* EXTRACT:
*** Block opens ***
I get that there isn't much that can be done for her, she's old.  The trend with her doctors seems to be give her some kind of pill to make it better.  I can't totally fault that method of care, I am the poster-child for better living through pharmacology and all, but these drugs seem to work in keeping her sedated.  She sleeps most of the day away and gets precious little out of watching TV and waiting for her kids and grand kids to drop in on her for a chat.  That truly is the extent of her life.

What is the crux of this blog is simple, I don't want to be a victim of palliative care.  I don't want to be put away in a home, away from the up-and-coming generations who fear the old and slowly dying.  I don't want to be drugged into a stupor because my heart inconveniently keeps pumping and brain keeps spinning.  Even if my body betrays me, that doesn't give the medical professionals permission to practice palliative medicine to make their own lives easier.

People keep yelling about Obama Care not being the solution, that it's tantamount to socialism, etc., etc.  But the current system, putting people in old-folks-homes and giving their care to the lowest bidder where they are medicated into a pseudo-death is no better than a concentration camp with hospital corners.  (sorry for the run-on sentence).   Okay, harsh, they don't have gas chambers (unless you consider industrial strength urine remover toxic?) and most of the doctors did get their degrees in the US, but the idea of putting a protected class away, where they are forgotten by their neighbors,weekend do-gooding for their kids with kids, and stock-piled like cord wood in sterile-ish facilities with shared commodes.  Indignities abound all in a days work by slightly more than minimum wage earners.  Whew, I'm glad I got that off my noggin.

I never thought I would be advocating for old-people.  I guess that's yet another indication that I'm growing up.  Damn!  I guess I'm not advocating for the elderly now, but advocating for  change before the family carts me off to the farm.

13 August 2011

Avoiding Narcissus' Fate

Narcissus was a beautiful Greek of mythology who was led to a pond of clear cool water to get a look at himself by Nemesis.  He fell in love with his image and couldn't be bothered to leave it and he died.  When I looked closer into the myth I found Narcissus' name was synonymous with the words sleep or numbness.  Is that my problem?  No, I'm no beauty, nothing on Narcissus' level, but I seem to have fallen head-first into a pool of tears and have become half asleep and numb.  Too dramatic?  Possibly.
*** Block closes ***
* REQUIRED WORK:
A) According to the blog excerpt, what words did the writer find Narcissus' name was synonymous with?
B) Retype the blog excerpt from "13 August 2011" up to and including "Too dramatic?  Possibly.".
The lines given next are drawn from a separate source.

* SOURCE MATERIAL:
*** Block opens ***
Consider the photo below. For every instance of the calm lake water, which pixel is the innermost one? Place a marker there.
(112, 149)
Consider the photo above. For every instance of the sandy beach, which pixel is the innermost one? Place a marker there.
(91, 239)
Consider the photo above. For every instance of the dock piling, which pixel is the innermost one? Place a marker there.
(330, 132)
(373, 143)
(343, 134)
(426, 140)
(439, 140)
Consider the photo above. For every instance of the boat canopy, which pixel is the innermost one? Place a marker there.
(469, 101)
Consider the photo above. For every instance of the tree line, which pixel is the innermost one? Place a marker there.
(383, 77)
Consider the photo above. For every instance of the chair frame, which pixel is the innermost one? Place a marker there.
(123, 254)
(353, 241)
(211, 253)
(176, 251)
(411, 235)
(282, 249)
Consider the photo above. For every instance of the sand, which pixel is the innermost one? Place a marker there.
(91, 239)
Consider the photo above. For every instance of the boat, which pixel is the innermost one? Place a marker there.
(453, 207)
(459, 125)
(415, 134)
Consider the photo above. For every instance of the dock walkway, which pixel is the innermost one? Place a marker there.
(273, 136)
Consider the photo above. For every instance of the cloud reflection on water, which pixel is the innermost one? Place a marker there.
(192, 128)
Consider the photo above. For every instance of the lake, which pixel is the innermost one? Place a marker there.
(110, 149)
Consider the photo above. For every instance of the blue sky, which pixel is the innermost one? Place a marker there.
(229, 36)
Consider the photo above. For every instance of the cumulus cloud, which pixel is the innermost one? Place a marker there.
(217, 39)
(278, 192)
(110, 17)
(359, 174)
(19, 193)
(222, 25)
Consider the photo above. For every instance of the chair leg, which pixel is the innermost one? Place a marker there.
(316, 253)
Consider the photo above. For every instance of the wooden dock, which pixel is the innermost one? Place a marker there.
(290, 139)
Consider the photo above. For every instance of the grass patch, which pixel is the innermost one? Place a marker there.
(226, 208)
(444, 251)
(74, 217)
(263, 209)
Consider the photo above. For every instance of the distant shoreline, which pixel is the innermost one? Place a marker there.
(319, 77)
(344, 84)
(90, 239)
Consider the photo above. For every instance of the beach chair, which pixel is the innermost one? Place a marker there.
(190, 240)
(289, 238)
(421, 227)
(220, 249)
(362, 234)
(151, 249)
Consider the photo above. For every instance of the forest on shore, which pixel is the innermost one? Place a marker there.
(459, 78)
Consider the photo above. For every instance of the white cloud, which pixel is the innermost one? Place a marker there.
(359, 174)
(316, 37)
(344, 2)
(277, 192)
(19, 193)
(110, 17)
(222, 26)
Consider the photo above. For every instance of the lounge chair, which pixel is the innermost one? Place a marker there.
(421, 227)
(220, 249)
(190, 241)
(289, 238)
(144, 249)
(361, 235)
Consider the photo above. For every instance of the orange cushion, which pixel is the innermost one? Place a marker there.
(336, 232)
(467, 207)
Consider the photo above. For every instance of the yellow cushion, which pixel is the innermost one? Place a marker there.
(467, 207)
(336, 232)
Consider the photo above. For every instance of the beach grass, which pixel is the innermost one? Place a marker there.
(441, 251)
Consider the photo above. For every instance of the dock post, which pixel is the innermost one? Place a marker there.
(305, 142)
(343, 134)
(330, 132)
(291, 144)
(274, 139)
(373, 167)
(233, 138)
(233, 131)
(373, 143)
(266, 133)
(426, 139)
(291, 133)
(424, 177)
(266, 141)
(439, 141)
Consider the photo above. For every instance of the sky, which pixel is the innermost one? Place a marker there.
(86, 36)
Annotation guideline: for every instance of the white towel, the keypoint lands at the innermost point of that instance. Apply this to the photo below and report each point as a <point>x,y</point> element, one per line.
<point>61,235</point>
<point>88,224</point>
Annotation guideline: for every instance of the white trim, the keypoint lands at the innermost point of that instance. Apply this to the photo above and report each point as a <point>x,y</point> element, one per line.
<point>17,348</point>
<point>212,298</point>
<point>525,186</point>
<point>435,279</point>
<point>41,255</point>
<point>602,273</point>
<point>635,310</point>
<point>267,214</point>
*** Block closes ***
* ANSWERS BY TASK:
A) The words sleep or numbness.

B)
13 August 2011

Avoiding Narcissus' Fate

Narcissus was a beautiful Greek of mythology who was led to a pond of clear cool water to get a look at himself by Nemesis.  He fell in love with his image and couldn't be bothered to leave it and he died.  When I looked closer into the myth I found Narcissus' name was synonymous with the words sleep or numbness.  Is that my problem?  No, I'm no beauty, nothing on Narcissus' level, but I seem to have fallen head-first into a pool of tears and have become half asleep and numb.  Too dramatic?  Possibly.